━━━ Data provided
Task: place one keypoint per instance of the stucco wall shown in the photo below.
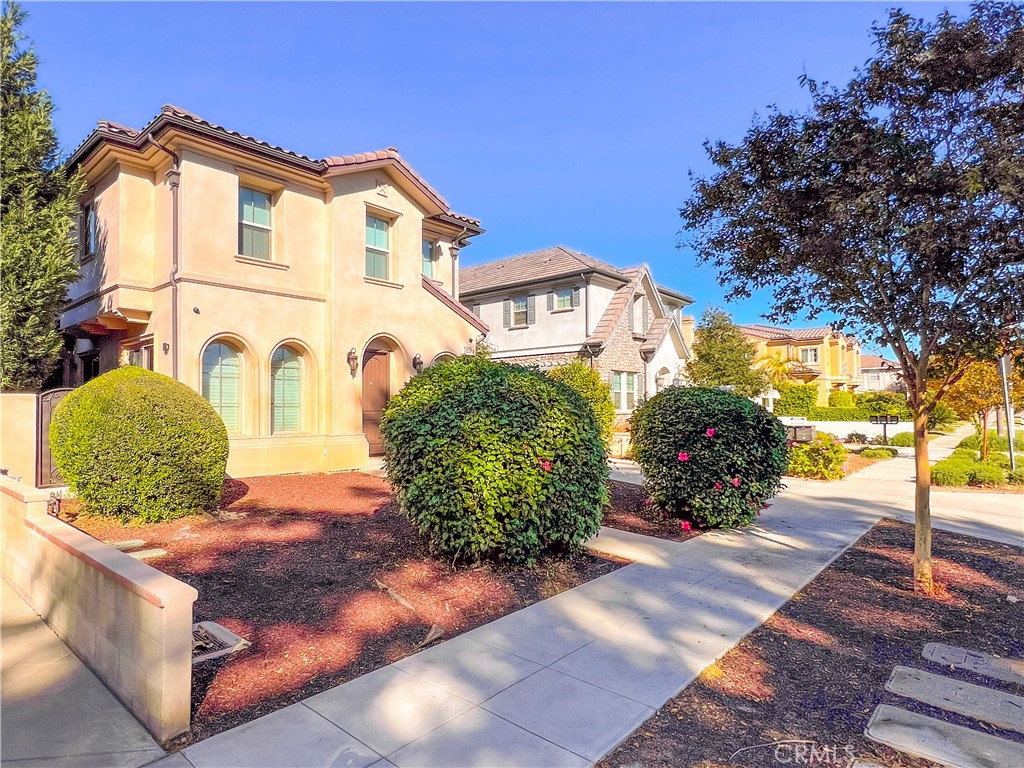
(129, 623)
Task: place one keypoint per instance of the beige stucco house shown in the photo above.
(295, 294)
(824, 356)
(550, 306)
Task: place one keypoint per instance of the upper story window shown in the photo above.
(429, 251)
(88, 241)
(254, 223)
(378, 249)
(519, 311)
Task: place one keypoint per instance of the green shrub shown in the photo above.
(841, 398)
(821, 459)
(596, 391)
(496, 461)
(795, 399)
(139, 445)
(879, 453)
(902, 439)
(709, 455)
(951, 472)
(837, 414)
(984, 473)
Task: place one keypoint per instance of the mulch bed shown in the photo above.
(629, 511)
(291, 564)
(817, 668)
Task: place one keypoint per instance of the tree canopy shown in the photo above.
(723, 356)
(895, 202)
(38, 204)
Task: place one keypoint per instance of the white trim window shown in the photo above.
(254, 223)
(378, 247)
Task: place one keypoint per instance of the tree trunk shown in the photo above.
(922, 506)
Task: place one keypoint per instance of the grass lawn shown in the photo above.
(816, 669)
(292, 562)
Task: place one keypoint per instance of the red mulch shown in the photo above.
(629, 510)
(290, 563)
(816, 669)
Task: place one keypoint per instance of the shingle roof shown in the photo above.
(548, 263)
(171, 115)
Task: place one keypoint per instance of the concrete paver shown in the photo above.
(55, 711)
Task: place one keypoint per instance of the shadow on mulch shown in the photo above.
(816, 669)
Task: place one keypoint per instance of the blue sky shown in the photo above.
(568, 123)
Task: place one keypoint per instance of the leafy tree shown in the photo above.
(38, 202)
(893, 202)
(979, 391)
(722, 356)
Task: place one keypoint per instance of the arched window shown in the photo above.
(286, 390)
(222, 383)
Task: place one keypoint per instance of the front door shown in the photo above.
(376, 391)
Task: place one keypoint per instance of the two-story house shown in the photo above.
(823, 355)
(551, 306)
(294, 294)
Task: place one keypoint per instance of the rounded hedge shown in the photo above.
(709, 455)
(139, 445)
(902, 439)
(496, 461)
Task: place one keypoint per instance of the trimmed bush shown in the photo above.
(879, 453)
(709, 455)
(496, 461)
(139, 445)
(841, 398)
(984, 473)
(951, 472)
(596, 391)
(838, 414)
(902, 439)
(795, 399)
(820, 460)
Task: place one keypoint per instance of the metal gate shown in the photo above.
(46, 471)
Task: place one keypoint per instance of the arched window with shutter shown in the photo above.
(286, 390)
(222, 383)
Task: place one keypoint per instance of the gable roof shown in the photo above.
(172, 117)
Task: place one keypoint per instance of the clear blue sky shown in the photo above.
(567, 123)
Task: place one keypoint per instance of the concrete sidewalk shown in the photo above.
(53, 712)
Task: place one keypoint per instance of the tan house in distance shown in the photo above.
(824, 356)
(551, 306)
(294, 294)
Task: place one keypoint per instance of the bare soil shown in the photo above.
(292, 563)
(815, 671)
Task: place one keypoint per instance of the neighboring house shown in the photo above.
(551, 306)
(880, 375)
(294, 294)
(825, 356)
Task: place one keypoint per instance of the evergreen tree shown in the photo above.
(38, 203)
(723, 356)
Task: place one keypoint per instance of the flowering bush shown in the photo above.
(709, 456)
(821, 459)
(496, 461)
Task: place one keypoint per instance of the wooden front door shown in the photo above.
(376, 391)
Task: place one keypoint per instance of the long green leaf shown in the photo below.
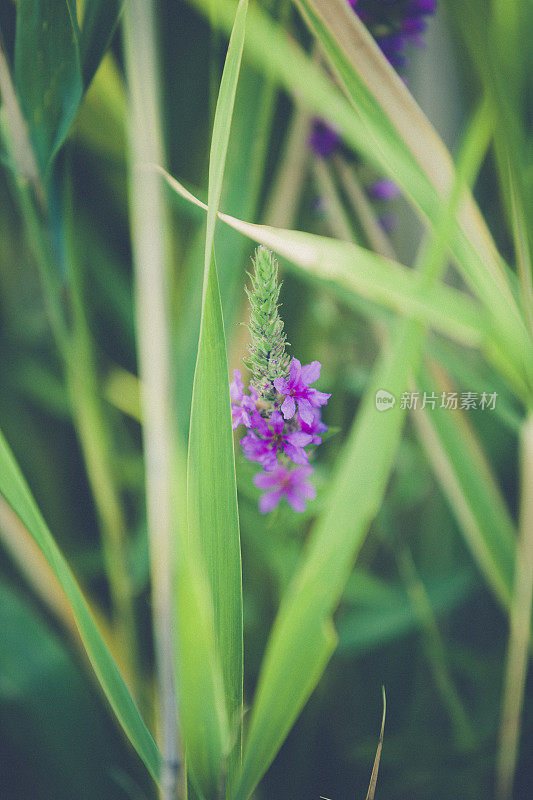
(361, 272)
(47, 73)
(16, 492)
(471, 490)
(211, 487)
(365, 125)
(289, 674)
(202, 709)
(99, 22)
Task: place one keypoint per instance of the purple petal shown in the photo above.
(267, 480)
(260, 425)
(269, 460)
(311, 372)
(248, 403)
(307, 490)
(296, 454)
(282, 386)
(254, 448)
(300, 475)
(295, 371)
(299, 438)
(317, 399)
(295, 500)
(269, 501)
(288, 408)
(277, 423)
(305, 410)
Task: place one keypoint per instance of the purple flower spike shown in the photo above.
(283, 482)
(243, 405)
(297, 390)
(317, 427)
(266, 440)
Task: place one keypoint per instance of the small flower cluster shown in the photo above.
(281, 410)
(394, 24)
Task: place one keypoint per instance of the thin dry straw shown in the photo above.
(149, 233)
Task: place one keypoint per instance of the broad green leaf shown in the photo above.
(99, 22)
(17, 494)
(474, 497)
(38, 715)
(363, 273)
(213, 521)
(289, 674)
(47, 73)
(202, 709)
(364, 124)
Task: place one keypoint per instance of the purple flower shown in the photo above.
(296, 390)
(264, 442)
(317, 427)
(323, 139)
(243, 405)
(422, 7)
(283, 482)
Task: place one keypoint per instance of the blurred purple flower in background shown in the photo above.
(394, 24)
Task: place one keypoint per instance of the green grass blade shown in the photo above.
(47, 73)
(99, 22)
(211, 486)
(470, 488)
(202, 709)
(17, 494)
(368, 129)
(363, 273)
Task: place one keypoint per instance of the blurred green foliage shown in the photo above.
(57, 741)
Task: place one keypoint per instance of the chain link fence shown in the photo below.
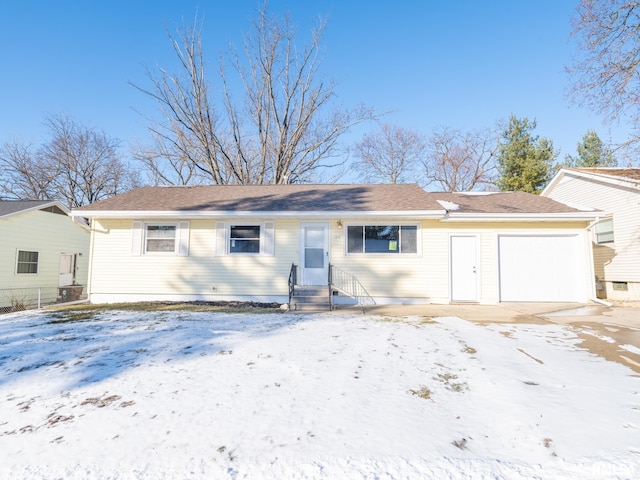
(18, 299)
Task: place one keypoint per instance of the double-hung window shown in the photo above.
(382, 239)
(245, 238)
(27, 262)
(160, 238)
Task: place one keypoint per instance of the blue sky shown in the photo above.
(464, 64)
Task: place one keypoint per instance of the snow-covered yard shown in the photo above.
(201, 395)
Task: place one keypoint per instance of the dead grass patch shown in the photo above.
(80, 312)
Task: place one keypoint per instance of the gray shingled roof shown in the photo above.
(321, 198)
(503, 202)
(270, 198)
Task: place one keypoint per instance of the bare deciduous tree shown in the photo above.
(606, 75)
(280, 128)
(461, 161)
(78, 165)
(391, 154)
(23, 175)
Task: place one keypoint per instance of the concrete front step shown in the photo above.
(309, 307)
(303, 291)
(310, 299)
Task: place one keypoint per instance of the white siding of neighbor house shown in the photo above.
(618, 261)
(50, 234)
(117, 274)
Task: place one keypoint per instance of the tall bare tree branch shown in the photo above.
(461, 161)
(391, 154)
(280, 127)
(605, 75)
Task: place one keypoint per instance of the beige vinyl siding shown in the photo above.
(620, 260)
(50, 235)
(487, 256)
(384, 275)
(117, 271)
(420, 277)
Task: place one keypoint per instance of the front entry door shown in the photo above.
(67, 267)
(464, 277)
(314, 253)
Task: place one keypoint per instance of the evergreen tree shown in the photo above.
(591, 153)
(525, 161)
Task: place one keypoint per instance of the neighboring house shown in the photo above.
(42, 249)
(386, 243)
(616, 237)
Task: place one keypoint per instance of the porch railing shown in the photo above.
(349, 285)
(18, 299)
(293, 280)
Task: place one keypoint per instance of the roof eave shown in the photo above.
(523, 217)
(195, 214)
(610, 179)
(53, 203)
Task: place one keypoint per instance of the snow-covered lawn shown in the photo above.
(201, 395)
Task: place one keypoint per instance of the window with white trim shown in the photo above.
(245, 238)
(604, 231)
(27, 262)
(160, 238)
(382, 239)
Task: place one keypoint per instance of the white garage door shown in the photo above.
(544, 268)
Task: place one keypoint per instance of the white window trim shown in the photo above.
(18, 256)
(417, 253)
(139, 238)
(223, 238)
(596, 232)
(160, 224)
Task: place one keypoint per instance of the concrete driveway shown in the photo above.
(610, 332)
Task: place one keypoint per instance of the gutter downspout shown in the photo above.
(594, 296)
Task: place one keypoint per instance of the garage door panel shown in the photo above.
(541, 268)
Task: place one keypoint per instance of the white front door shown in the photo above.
(65, 277)
(314, 254)
(464, 276)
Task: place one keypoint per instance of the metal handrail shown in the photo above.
(329, 281)
(293, 280)
(350, 285)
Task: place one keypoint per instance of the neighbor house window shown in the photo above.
(604, 231)
(27, 262)
(244, 239)
(382, 239)
(160, 238)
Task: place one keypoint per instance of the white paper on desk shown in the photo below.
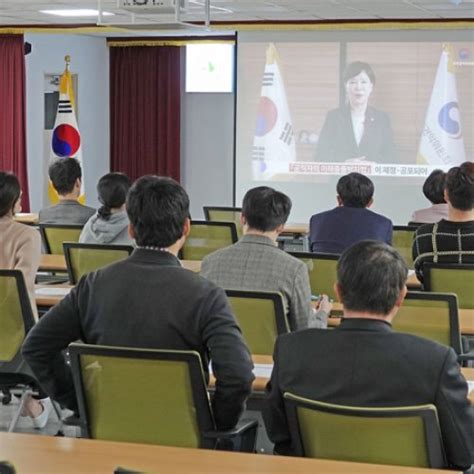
(56, 291)
(263, 370)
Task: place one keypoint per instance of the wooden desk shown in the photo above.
(296, 229)
(54, 455)
(52, 263)
(193, 265)
(466, 318)
(27, 218)
(57, 263)
(413, 283)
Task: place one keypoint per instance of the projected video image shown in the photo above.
(394, 109)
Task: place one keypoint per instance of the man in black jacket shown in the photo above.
(148, 301)
(365, 363)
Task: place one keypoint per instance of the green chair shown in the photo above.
(54, 235)
(451, 278)
(165, 401)
(432, 316)
(16, 319)
(261, 317)
(402, 241)
(322, 268)
(85, 258)
(207, 237)
(403, 436)
(224, 214)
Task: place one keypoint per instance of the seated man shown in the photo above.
(149, 301)
(433, 189)
(365, 363)
(66, 175)
(256, 263)
(451, 240)
(335, 230)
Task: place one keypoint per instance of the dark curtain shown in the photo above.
(13, 111)
(145, 90)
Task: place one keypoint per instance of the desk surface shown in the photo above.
(466, 319)
(466, 316)
(27, 218)
(296, 228)
(57, 263)
(54, 455)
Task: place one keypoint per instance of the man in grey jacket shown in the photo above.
(256, 263)
(148, 301)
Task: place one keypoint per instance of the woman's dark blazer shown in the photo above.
(337, 143)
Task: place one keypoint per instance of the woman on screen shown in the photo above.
(356, 132)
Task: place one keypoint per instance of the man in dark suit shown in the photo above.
(365, 363)
(335, 230)
(149, 301)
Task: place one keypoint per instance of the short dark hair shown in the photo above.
(460, 186)
(112, 189)
(370, 276)
(157, 208)
(355, 190)
(9, 192)
(355, 68)
(265, 208)
(433, 187)
(63, 173)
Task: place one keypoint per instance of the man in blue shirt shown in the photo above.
(335, 230)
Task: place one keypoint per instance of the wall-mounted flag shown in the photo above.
(441, 139)
(274, 138)
(66, 139)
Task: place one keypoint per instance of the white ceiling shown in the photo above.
(24, 12)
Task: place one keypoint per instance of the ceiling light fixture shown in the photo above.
(81, 12)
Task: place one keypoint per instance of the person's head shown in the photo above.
(433, 187)
(10, 194)
(355, 190)
(65, 174)
(371, 278)
(359, 81)
(158, 210)
(264, 209)
(112, 189)
(460, 186)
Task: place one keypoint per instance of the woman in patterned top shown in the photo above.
(450, 240)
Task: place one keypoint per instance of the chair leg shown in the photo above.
(25, 394)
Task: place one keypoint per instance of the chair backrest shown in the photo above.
(402, 240)
(16, 316)
(430, 315)
(54, 235)
(261, 317)
(141, 395)
(207, 237)
(85, 258)
(404, 436)
(224, 214)
(322, 268)
(451, 278)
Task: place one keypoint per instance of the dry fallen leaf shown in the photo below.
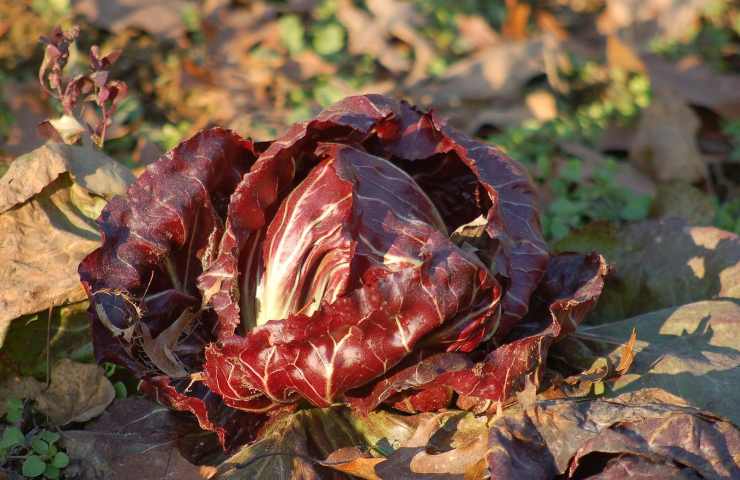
(572, 438)
(47, 222)
(373, 34)
(626, 175)
(696, 84)
(665, 146)
(486, 87)
(78, 392)
(691, 351)
(292, 446)
(645, 19)
(659, 264)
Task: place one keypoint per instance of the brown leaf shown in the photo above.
(486, 87)
(696, 84)
(475, 31)
(571, 438)
(679, 199)
(47, 225)
(659, 264)
(162, 19)
(517, 19)
(293, 446)
(644, 19)
(373, 34)
(665, 146)
(77, 393)
(443, 445)
(690, 351)
(626, 175)
(135, 435)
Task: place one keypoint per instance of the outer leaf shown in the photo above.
(571, 287)
(380, 278)
(156, 241)
(464, 180)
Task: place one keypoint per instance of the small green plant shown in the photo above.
(35, 454)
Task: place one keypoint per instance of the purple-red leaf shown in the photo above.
(370, 255)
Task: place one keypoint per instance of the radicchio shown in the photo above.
(370, 255)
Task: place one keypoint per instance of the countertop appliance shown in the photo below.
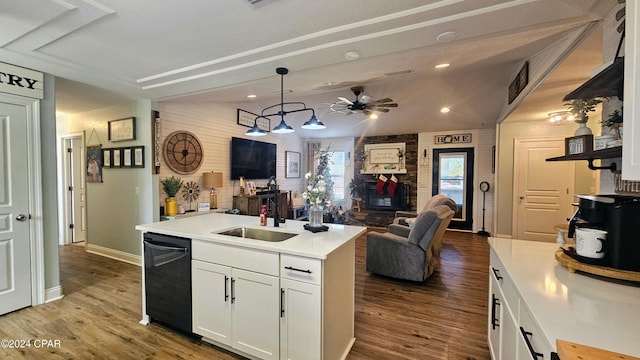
(618, 216)
(167, 269)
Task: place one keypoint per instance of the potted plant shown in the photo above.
(614, 122)
(580, 109)
(171, 186)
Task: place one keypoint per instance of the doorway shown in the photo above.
(453, 177)
(542, 190)
(74, 221)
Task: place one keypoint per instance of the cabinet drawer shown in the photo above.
(530, 333)
(301, 268)
(238, 257)
(510, 294)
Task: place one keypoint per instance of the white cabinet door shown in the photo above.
(256, 302)
(300, 324)
(211, 301)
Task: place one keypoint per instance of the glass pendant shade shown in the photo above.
(283, 128)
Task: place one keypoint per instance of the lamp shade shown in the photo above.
(212, 180)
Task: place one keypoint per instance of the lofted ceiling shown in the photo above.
(105, 51)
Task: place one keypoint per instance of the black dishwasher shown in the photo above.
(167, 271)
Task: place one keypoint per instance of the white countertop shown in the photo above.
(576, 307)
(204, 227)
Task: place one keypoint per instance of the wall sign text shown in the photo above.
(21, 81)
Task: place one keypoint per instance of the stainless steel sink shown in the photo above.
(258, 234)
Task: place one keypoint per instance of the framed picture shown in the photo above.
(126, 157)
(117, 158)
(106, 158)
(138, 156)
(94, 163)
(122, 129)
(292, 164)
(246, 118)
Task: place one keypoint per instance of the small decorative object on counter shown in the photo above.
(263, 215)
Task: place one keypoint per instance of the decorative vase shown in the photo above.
(582, 130)
(315, 215)
(171, 206)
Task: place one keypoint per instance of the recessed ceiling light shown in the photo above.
(447, 36)
(352, 55)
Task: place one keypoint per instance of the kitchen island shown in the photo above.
(534, 301)
(269, 299)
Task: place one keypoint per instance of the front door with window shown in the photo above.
(453, 177)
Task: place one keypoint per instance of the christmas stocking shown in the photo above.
(392, 186)
(380, 185)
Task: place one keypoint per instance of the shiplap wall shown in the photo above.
(215, 125)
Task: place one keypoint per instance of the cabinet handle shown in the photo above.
(233, 290)
(226, 294)
(496, 272)
(495, 322)
(532, 351)
(294, 269)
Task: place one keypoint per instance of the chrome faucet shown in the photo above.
(272, 185)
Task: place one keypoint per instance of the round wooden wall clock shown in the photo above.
(183, 152)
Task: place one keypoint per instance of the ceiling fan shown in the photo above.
(363, 104)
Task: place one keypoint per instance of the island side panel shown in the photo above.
(338, 302)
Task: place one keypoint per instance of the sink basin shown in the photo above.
(258, 234)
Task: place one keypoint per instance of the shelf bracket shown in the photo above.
(611, 167)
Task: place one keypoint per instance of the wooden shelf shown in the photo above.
(609, 153)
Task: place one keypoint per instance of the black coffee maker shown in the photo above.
(619, 216)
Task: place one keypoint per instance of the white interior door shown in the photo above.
(15, 255)
(543, 190)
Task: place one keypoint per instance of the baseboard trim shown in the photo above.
(114, 254)
(53, 294)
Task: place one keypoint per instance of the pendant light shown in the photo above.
(283, 128)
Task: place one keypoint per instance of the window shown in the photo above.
(337, 170)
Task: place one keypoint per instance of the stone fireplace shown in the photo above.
(376, 201)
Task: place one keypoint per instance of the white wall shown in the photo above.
(482, 140)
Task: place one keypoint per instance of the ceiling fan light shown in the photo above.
(255, 130)
(313, 124)
(283, 128)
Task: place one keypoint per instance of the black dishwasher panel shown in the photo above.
(167, 266)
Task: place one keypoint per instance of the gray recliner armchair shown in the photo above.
(410, 253)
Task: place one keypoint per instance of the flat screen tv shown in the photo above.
(252, 159)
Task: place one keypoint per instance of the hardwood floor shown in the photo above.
(443, 318)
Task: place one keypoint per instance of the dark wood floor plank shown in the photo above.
(443, 318)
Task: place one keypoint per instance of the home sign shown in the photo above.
(453, 139)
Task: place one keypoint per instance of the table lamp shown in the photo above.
(212, 180)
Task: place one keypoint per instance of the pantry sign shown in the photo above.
(453, 139)
(21, 81)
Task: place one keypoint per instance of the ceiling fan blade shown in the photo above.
(343, 99)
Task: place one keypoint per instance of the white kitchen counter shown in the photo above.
(204, 227)
(576, 307)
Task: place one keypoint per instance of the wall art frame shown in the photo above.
(122, 129)
(292, 164)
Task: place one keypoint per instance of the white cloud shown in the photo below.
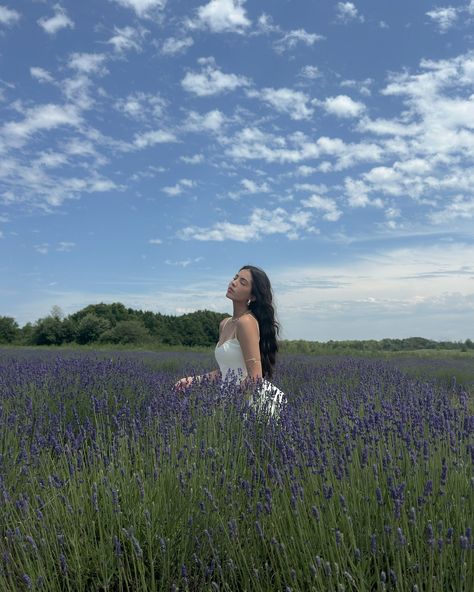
━━━━━━
*Task requirements:* Rewrite the data above as a numbered list, from the line containing "Task: place one keypoint per instance of the table" through the end of the data. Drop blank lines and leave the pictures out.

*Correct response:*
1. Task: place one keypoint per instance of the table lamp shown in the photo above.
2. (212, 180)
3. Task: place one keypoint per instance of the pantry sign shown in the photo above.
4. (453, 139)
5. (21, 81)
6. Task: place one keypoint per instance of the ceiling fan blade shown in the photo above.
7. (343, 99)
8. Task: place one keypoint per instance of the white kitchen counter shown in the photo above.
9. (204, 227)
10. (576, 307)
11. Task: place one keypoint per instance of the wall art frame shown in the photo above.
12. (122, 129)
13. (292, 164)
14. Task: place one keypoint per instance of the white cloud shown in the photo below.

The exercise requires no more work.